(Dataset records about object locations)
______

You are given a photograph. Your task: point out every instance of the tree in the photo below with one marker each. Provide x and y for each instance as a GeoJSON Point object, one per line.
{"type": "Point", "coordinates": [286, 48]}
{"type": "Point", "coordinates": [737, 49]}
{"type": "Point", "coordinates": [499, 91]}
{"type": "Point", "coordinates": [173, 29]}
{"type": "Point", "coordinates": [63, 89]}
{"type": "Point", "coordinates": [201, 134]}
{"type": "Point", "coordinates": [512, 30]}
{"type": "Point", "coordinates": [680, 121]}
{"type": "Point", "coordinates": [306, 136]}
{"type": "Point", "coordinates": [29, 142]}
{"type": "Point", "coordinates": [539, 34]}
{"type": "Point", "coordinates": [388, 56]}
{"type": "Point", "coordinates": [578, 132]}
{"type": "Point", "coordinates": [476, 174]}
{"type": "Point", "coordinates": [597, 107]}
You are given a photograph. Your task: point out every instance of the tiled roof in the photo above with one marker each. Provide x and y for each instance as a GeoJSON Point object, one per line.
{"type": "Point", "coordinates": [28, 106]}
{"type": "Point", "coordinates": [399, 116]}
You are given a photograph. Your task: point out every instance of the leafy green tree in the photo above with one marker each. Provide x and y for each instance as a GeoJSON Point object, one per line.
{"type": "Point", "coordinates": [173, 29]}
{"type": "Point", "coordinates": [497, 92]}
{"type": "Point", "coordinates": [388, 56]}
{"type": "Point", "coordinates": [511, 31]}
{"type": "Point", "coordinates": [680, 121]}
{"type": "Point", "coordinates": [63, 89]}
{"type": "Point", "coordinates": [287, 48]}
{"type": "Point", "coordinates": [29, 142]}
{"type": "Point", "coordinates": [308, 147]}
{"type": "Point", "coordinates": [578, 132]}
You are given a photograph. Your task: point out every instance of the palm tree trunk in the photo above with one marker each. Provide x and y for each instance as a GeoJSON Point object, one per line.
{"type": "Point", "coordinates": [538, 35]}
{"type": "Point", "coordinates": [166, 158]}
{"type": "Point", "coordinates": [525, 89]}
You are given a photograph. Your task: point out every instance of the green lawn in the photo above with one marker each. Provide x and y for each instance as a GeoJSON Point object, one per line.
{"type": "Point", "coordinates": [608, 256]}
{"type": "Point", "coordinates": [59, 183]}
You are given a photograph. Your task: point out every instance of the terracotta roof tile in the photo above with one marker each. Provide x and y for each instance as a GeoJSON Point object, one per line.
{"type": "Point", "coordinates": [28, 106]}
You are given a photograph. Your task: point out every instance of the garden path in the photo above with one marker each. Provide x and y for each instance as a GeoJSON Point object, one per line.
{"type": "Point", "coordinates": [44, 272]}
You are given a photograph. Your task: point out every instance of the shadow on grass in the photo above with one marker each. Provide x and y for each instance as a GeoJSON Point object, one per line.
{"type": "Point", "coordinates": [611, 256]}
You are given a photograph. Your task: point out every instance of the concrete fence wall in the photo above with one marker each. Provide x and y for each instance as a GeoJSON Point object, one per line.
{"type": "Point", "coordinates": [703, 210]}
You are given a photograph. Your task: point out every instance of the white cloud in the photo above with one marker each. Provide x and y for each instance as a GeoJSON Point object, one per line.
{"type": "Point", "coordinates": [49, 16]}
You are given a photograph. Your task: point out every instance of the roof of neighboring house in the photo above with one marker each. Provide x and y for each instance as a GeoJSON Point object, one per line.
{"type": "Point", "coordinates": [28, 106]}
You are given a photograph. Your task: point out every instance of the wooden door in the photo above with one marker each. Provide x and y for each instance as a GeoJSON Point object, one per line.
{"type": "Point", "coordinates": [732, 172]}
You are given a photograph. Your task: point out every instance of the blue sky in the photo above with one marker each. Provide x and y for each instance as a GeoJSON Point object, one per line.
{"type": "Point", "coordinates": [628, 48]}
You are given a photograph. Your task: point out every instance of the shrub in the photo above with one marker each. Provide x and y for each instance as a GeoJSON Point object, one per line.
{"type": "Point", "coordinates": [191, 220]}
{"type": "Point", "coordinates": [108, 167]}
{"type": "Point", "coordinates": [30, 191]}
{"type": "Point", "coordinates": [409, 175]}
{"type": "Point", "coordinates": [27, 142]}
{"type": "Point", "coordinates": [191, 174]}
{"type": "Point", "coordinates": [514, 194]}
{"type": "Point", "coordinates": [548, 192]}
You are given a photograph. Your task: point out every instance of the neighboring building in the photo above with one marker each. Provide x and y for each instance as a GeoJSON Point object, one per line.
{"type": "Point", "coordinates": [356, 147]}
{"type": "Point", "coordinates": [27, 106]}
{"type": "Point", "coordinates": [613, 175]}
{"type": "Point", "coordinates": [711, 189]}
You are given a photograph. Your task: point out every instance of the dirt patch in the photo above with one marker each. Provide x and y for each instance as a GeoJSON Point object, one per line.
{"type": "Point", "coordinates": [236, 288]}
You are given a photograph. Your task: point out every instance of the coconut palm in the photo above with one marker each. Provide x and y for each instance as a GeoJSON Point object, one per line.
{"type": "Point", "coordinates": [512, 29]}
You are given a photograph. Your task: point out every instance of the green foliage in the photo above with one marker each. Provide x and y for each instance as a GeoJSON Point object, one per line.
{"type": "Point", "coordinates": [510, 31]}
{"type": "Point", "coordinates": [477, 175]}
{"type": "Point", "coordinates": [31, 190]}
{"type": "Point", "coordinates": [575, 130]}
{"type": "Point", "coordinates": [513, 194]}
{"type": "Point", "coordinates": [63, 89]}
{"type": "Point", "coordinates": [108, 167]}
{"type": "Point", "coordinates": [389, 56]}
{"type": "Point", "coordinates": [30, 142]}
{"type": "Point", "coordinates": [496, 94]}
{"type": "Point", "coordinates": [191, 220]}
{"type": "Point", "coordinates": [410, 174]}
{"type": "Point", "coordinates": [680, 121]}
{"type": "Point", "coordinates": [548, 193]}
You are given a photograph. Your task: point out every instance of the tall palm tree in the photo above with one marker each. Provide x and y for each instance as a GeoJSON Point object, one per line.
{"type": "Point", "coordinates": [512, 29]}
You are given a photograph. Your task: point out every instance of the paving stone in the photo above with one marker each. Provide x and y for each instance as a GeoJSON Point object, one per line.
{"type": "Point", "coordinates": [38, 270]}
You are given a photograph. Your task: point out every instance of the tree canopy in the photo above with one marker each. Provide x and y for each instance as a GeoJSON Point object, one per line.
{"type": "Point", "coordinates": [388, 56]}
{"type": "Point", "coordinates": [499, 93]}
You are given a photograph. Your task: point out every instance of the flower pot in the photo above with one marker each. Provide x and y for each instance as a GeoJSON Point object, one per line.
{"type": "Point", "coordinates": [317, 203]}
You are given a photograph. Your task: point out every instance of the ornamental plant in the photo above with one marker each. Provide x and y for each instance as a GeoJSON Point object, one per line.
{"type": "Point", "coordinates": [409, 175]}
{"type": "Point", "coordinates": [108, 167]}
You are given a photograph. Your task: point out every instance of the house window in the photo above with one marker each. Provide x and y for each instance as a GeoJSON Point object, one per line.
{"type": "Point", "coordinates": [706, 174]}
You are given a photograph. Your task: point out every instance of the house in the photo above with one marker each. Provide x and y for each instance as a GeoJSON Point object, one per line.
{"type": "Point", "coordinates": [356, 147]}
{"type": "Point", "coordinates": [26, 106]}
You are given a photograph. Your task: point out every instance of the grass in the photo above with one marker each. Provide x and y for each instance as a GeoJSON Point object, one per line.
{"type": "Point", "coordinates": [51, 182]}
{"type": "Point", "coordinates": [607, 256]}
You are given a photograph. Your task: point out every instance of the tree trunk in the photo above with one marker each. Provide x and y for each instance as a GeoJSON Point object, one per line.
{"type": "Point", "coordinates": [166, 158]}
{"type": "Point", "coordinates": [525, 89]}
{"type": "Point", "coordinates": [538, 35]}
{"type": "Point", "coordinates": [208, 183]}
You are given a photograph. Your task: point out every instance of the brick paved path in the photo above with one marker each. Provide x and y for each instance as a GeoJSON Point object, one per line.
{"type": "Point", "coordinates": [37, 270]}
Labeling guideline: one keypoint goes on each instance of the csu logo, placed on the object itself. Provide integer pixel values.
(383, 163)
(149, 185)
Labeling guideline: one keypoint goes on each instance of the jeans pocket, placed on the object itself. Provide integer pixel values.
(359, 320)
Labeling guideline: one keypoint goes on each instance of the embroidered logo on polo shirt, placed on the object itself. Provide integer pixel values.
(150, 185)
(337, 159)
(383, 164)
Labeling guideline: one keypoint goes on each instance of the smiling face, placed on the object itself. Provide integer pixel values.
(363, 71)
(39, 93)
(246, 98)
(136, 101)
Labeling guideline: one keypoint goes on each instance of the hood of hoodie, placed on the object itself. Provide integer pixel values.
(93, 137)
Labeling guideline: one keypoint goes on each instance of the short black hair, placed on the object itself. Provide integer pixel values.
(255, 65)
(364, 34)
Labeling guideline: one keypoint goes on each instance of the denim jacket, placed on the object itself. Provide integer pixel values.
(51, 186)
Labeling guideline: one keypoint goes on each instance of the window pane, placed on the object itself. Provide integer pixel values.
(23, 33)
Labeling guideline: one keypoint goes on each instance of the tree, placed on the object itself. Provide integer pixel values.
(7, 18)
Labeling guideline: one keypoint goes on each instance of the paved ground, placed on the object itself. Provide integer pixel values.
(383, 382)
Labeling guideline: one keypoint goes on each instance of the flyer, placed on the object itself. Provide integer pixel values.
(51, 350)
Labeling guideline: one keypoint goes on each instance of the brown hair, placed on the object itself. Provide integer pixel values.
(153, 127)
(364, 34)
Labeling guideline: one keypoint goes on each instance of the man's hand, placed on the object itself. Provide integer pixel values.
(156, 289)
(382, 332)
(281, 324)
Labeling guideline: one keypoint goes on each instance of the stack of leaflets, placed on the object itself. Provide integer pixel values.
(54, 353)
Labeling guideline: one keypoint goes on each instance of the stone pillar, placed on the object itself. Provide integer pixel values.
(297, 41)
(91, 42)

______

**DIRECTION**
Retype everything from the line containing "the flyer, placed" down through the last line of the records, leaving each line unchanged.

**EXERCISE RESPONSE**
Labeling guideline: one keypoint goes on each instance of the flyer, placed on the object itself. Provide integer pixel values.
(51, 350)
Labeling guideline: one keypoint goes on each instance of the brown hair, placed on the object itself. Provide integer pixel values.
(153, 127)
(364, 34)
Labeling guideline: one keypoint goes on each instance of the man's hand, placed on the object itself. Provide integer pixel values.
(156, 289)
(382, 332)
(281, 324)
Labeling guideline: one keypoint goes on each instance of the stack of leaflets, placed on the object itself. Provide integer pixel values.
(54, 353)
Labeling guideline: one keypoint goes on each instance of the stone pillar, placed on the object itself. Provide integer pixel values.
(297, 41)
(91, 42)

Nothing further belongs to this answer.